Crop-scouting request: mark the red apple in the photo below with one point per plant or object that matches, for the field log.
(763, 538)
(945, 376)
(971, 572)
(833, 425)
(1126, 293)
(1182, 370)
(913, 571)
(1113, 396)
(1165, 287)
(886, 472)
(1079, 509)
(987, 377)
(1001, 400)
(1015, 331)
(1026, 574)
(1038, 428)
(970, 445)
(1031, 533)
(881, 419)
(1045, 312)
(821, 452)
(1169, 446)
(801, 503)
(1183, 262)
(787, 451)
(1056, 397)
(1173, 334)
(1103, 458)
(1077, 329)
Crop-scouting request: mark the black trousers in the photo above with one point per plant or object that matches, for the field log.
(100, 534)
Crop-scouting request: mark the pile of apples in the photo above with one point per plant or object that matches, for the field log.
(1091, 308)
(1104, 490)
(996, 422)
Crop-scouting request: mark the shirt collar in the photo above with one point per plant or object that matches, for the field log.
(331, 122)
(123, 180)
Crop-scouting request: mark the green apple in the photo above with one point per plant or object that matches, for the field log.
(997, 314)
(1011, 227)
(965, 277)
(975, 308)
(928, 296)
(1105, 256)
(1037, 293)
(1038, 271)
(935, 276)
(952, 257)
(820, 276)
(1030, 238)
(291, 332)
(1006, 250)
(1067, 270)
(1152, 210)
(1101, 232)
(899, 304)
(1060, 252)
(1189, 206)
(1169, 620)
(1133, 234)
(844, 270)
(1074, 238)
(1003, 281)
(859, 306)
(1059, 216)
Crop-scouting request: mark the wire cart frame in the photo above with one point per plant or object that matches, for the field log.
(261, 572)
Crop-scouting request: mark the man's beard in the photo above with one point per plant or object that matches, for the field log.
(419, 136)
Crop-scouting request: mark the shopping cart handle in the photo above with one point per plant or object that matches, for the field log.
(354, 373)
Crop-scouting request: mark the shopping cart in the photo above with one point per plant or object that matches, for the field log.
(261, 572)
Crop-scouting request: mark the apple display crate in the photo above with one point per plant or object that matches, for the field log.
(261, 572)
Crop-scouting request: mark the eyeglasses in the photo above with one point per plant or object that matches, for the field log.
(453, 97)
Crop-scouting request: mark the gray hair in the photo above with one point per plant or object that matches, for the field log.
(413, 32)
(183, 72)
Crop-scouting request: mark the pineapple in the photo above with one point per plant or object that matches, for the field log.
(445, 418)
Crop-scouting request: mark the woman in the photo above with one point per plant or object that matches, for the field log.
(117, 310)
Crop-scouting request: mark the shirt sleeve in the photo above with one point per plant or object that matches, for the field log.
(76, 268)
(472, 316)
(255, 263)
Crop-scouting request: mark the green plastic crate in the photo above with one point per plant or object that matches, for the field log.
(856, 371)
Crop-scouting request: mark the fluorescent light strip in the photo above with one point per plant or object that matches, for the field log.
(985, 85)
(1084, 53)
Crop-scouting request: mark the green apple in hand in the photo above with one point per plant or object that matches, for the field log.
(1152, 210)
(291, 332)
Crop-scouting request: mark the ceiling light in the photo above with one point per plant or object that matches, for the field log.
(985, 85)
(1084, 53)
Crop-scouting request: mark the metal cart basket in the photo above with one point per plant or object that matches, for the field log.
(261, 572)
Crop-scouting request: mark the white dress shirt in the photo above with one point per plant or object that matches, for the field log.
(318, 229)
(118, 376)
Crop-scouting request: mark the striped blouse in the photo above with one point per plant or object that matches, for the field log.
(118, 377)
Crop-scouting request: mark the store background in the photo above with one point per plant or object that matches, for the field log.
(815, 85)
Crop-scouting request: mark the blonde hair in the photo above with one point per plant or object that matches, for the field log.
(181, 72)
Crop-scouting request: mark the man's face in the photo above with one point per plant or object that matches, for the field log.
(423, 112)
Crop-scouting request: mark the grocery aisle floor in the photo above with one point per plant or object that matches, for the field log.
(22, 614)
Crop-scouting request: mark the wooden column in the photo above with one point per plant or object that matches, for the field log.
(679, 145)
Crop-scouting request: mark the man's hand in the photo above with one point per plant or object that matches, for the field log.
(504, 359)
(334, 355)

**Task details:** Rewrite the listing from the line that contains "Crop-scouting request: mark the blonde" through the end of the listing, swapping "field log" for "crop journal" and keeping everything else the same.

**Completed exercise:**
Crop-scouting request: mark the blonde hair in the photo above with one point per plant or object that matches, for the crop journal.
(181, 72)
Crop-scouting request: mark the man's face in the photo above with one point per plant or object that matches, for the crop journal.
(423, 112)
Crop-scouting request: mark the grocery aisle floor in the photo above with one point per plant or object that matches, for the crop journal.
(22, 614)
Crop-scouting request: mark the wooden column in the photo above with one point per plant or object that matches, for the crop journal.
(679, 145)
Crop-scouting request: mark the man's hand in the photo above with one point per plant or object that matches, for the crop journal.
(504, 359)
(334, 355)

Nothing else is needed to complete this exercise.